• **Task prompt**: Gather every line from the rows below that contains the string "blue", and copy each one unchanged. Case counts.

• **Entries shown**:

START

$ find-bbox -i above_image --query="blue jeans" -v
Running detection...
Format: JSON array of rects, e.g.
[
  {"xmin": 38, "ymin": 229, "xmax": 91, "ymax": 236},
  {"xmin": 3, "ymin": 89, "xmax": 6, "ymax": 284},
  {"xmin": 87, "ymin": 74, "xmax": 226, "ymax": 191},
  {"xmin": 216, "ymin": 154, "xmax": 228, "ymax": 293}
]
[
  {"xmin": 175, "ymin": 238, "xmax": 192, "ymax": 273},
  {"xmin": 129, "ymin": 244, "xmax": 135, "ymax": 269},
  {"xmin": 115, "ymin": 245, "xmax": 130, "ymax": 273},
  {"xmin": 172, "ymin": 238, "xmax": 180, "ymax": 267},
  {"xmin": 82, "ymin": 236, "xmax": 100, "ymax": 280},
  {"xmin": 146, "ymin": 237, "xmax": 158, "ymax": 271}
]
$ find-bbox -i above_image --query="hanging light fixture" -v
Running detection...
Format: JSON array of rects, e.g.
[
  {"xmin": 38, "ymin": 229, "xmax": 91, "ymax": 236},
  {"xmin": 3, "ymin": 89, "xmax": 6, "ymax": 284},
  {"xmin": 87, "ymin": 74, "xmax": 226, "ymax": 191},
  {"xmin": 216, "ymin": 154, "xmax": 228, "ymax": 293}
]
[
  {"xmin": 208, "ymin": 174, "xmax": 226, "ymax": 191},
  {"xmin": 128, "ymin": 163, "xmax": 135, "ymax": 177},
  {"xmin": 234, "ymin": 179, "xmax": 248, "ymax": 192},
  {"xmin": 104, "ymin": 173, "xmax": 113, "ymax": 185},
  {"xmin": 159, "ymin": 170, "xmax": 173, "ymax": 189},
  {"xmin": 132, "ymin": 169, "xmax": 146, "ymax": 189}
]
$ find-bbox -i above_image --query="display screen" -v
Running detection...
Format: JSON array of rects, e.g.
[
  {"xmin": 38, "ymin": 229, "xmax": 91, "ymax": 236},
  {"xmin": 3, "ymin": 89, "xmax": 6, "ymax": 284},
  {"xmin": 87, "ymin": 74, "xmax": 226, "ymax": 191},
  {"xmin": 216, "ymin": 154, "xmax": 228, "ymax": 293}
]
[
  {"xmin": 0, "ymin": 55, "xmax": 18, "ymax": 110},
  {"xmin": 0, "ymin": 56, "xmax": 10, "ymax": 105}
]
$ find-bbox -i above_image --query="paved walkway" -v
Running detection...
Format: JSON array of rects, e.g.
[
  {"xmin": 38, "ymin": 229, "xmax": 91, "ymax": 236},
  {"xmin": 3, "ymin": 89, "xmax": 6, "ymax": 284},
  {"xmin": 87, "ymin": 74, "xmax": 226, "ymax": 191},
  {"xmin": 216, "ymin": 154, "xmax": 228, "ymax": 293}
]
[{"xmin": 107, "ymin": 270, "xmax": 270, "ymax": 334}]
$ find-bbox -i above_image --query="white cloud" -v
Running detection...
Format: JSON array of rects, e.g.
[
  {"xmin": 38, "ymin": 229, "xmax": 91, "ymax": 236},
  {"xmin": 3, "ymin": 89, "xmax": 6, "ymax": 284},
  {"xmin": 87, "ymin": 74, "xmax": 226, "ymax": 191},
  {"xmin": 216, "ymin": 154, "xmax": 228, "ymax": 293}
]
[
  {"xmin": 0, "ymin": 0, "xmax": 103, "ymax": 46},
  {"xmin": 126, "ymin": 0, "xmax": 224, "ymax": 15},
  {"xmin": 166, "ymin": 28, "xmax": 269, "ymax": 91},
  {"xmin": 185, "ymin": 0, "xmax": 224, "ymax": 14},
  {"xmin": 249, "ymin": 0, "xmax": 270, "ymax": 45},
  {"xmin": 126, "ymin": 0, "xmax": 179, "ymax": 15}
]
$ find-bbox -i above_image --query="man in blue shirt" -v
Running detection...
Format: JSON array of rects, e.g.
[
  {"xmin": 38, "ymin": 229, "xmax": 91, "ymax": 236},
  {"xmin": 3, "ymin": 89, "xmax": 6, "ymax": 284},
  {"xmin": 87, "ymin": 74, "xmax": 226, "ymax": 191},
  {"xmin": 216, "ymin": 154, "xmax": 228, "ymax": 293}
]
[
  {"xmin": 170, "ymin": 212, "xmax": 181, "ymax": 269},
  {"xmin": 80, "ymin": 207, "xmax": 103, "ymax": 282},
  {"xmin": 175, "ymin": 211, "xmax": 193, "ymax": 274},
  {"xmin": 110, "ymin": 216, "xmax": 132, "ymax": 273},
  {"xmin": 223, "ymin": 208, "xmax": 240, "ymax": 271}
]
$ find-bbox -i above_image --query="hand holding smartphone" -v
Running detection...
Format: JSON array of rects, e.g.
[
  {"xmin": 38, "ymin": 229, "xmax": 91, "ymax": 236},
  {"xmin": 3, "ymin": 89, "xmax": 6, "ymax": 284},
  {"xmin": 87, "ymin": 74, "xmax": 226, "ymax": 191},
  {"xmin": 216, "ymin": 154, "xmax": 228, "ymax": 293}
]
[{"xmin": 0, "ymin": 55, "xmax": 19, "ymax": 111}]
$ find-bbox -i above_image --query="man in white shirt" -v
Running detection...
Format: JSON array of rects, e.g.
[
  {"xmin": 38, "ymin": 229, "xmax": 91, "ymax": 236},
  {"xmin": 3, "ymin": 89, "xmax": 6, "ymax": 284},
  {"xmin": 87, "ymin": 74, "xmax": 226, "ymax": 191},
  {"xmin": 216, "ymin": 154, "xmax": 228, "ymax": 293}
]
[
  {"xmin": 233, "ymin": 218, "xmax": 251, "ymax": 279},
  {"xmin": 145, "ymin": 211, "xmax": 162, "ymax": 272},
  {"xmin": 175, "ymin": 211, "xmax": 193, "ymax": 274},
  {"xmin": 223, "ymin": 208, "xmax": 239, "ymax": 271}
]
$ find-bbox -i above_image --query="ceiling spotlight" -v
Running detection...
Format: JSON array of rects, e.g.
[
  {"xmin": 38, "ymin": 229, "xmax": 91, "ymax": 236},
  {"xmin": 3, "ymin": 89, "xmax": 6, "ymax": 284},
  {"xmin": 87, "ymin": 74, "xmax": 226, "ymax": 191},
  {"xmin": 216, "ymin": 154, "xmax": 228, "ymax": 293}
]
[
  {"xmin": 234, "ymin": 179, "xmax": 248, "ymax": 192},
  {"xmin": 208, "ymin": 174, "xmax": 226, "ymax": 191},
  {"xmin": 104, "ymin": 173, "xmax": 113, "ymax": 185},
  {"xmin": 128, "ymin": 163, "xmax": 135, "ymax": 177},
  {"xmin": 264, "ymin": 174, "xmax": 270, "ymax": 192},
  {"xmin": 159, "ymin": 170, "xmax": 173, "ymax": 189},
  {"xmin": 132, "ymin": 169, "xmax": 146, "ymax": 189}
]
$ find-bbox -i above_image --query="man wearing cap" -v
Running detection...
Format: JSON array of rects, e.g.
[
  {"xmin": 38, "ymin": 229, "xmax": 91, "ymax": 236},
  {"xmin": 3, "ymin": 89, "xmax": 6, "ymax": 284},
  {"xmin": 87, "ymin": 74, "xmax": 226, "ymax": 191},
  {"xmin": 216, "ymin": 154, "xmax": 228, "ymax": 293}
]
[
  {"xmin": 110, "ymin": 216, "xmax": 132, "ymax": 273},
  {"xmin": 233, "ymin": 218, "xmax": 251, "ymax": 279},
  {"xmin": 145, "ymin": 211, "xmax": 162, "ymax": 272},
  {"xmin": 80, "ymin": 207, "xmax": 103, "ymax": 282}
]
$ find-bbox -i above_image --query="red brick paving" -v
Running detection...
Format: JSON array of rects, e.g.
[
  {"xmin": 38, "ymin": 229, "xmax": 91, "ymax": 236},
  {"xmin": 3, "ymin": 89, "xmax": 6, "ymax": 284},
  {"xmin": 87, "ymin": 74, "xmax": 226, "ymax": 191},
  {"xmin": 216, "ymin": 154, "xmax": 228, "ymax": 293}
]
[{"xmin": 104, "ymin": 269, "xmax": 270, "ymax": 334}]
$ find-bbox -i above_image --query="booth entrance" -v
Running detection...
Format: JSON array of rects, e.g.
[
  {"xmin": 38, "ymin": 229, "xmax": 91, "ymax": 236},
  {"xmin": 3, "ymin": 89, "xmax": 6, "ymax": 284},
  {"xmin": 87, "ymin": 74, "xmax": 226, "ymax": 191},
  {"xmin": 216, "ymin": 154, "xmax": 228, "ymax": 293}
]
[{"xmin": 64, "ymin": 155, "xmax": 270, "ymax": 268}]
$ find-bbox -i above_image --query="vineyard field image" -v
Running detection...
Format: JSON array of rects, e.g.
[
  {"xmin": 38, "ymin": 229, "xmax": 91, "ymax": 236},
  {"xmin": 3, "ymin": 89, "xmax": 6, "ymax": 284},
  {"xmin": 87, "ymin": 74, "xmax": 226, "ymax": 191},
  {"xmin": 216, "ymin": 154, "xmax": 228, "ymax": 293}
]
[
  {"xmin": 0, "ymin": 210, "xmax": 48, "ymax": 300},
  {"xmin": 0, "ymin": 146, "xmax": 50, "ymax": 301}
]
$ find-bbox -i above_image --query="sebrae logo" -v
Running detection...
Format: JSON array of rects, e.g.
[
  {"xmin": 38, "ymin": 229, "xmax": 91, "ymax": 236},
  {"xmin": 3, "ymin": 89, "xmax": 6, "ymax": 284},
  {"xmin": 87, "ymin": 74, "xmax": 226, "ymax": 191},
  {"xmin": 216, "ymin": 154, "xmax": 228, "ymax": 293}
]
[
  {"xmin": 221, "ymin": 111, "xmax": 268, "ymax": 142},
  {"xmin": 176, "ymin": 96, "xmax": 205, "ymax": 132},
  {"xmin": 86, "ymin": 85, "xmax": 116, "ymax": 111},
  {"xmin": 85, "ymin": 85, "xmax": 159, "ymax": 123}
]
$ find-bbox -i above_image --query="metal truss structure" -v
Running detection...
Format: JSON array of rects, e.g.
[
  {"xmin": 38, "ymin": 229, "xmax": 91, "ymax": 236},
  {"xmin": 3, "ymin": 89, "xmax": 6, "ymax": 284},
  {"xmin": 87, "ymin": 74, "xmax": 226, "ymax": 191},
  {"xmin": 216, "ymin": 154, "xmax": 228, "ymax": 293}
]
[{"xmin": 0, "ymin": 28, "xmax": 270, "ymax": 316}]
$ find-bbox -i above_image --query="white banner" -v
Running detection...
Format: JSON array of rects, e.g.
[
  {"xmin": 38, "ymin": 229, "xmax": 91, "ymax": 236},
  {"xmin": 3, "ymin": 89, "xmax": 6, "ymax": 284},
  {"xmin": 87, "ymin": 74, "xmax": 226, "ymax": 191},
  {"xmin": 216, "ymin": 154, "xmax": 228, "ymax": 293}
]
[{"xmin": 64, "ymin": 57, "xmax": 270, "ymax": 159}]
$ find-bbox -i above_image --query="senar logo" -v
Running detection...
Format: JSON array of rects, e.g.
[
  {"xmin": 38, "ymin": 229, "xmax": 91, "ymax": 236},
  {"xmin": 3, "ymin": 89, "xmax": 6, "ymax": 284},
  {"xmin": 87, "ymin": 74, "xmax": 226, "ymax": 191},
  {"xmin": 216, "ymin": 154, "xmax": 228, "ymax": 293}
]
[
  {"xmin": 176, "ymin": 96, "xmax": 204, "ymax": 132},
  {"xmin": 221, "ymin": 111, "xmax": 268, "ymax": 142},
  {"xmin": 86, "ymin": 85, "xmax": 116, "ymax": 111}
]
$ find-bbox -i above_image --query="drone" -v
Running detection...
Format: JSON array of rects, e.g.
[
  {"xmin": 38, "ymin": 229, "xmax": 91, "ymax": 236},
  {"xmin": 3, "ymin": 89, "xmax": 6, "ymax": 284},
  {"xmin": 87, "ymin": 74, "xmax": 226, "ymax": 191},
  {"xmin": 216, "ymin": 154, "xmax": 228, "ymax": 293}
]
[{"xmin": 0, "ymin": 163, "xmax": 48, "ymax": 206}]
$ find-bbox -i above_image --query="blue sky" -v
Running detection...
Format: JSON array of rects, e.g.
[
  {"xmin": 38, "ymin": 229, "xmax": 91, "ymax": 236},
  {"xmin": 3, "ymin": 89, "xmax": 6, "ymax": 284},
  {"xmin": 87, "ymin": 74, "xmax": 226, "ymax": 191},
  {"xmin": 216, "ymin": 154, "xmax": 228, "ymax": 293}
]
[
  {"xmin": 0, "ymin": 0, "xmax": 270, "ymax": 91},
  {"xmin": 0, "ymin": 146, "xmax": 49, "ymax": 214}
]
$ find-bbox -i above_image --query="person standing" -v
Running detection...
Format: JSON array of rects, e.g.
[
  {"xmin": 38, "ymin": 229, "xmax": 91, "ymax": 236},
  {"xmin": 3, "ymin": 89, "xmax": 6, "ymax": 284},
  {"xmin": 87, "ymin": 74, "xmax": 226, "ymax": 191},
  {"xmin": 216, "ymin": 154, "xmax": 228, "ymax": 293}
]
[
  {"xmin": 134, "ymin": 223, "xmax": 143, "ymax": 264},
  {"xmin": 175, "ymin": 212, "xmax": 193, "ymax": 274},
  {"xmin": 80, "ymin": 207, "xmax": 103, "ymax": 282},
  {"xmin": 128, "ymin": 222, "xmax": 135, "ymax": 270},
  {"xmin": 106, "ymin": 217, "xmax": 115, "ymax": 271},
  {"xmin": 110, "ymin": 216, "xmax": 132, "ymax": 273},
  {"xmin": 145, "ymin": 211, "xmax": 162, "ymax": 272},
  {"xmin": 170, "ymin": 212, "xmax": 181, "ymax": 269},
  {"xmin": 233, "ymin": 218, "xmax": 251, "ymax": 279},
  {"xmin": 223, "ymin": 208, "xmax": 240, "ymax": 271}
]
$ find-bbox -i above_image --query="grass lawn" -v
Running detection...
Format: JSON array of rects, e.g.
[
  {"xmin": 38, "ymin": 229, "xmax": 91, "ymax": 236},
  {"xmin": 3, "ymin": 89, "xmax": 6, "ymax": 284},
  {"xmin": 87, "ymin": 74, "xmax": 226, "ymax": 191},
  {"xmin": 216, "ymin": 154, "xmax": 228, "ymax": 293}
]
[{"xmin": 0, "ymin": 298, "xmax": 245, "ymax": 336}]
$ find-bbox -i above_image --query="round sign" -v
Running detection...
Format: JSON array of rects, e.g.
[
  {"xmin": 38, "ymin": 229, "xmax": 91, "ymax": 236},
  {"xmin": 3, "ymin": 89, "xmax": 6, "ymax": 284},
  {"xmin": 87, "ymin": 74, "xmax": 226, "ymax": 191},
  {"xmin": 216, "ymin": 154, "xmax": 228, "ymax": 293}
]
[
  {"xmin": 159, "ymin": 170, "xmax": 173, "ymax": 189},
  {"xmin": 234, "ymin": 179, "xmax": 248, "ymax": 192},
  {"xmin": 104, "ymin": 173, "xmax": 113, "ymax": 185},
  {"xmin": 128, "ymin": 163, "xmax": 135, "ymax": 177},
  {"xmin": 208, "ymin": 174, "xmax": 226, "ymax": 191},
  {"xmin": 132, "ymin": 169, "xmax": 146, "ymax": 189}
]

END

• **Finished task**:
$ find-bbox -i above_image --query="blue jeans" -v
$ find-bbox -i above_image --query="man in blue shirt" -v
$ find-bbox -i above_image --query="blue sky" -v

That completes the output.